Record extracts:
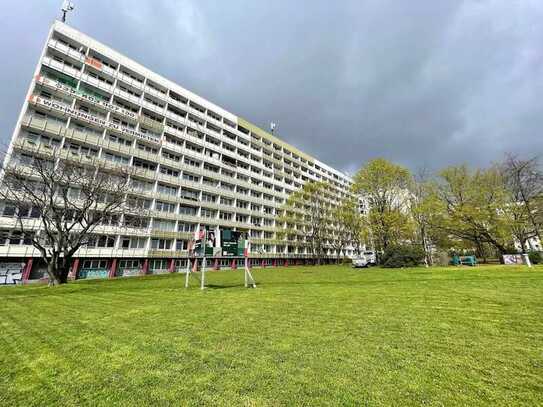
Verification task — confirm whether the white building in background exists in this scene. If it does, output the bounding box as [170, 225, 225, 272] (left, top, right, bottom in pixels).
[0, 22, 360, 280]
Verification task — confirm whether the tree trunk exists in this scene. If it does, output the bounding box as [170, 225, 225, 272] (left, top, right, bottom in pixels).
[47, 253, 71, 286]
[47, 259, 62, 286]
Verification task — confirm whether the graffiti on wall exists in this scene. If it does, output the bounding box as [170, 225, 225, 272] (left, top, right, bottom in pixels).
[0, 263, 25, 285]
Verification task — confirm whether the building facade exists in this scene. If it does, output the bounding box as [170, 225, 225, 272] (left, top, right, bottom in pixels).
[0, 22, 352, 283]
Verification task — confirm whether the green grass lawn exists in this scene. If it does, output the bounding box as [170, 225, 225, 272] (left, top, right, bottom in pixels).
[0, 266, 543, 406]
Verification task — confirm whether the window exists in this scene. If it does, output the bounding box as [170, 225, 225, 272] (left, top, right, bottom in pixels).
[120, 236, 147, 249]
[133, 158, 156, 171]
[221, 196, 234, 206]
[179, 205, 197, 216]
[236, 214, 249, 223]
[131, 179, 153, 192]
[183, 172, 200, 182]
[184, 157, 200, 168]
[202, 192, 217, 202]
[155, 201, 175, 213]
[160, 165, 179, 177]
[157, 184, 177, 196]
[219, 211, 234, 220]
[175, 239, 188, 250]
[105, 153, 129, 165]
[82, 260, 107, 269]
[128, 198, 151, 209]
[151, 239, 172, 250]
[94, 235, 115, 247]
[177, 222, 196, 232]
[119, 260, 141, 270]
[162, 151, 181, 162]
[181, 188, 200, 201]
[200, 208, 217, 218]
[153, 219, 175, 232]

What you will do:
Please print all of the material above word for word, leaving out the pictures.

Answer:
Verification task — confirm whether the white building in background exists in this scene. If it does, output the bounding box as [170, 225, 225, 272] (left, top, right, bottom in pixels).
[0, 22, 360, 280]
Verification task — confirm whether the tree trunk exists in this scene. If it does, output the bounding box as [170, 225, 225, 272] (left, top, right, bottom in pixels).
[47, 253, 71, 286]
[47, 259, 62, 286]
Verification task — confirm whether the graffiti on wall exists in this scene. If it does, output the bounding box as [170, 225, 225, 272] (left, top, right, bottom in pixels).
[0, 263, 25, 285]
Verification task — confirm whether the building facade exists in this scene. If it does, output the bounding box as [170, 225, 225, 272] (left, top, right, bottom in pixels).
[0, 22, 352, 283]
Verification task — confirm whether the green grass lawn exists in this scene. If it does, output the bounding box as [170, 225, 225, 272] (left, top, right, bottom in pixels).
[0, 266, 543, 406]
Verification task — confirm whether the window exists in this scene. If it does, output the bounding box as [170, 225, 225, 272] (left, top, right, bottom in pixels).
[120, 236, 147, 249]
[133, 158, 156, 171]
[221, 196, 234, 206]
[179, 205, 197, 216]
[236, 214, 249, 223]
[131, 179, 153, 192]
[183, 172, 200, 182]
[184, 157, 200, 168]
[202, 192, 217, 202]
[155, 201, 175, 213]
[160, 165, 179, 177]
[157, 184, 177, 196]
[219, 211, 234, 220]
[175, 239, 188, 250]
[105, 153, 129, 165]
[82, 260, 107, 269]
[128, 198, 151, 209]
[151, 239, 172, 250]
[94, 235, 115, 247]
[177, 222, 196, 232]
[119, 260, 141, 270]
[162, 151, 181, 162]
[181, 188, 200, 201]
[200, 208, 217, 218]
[153, 219, 175, 232]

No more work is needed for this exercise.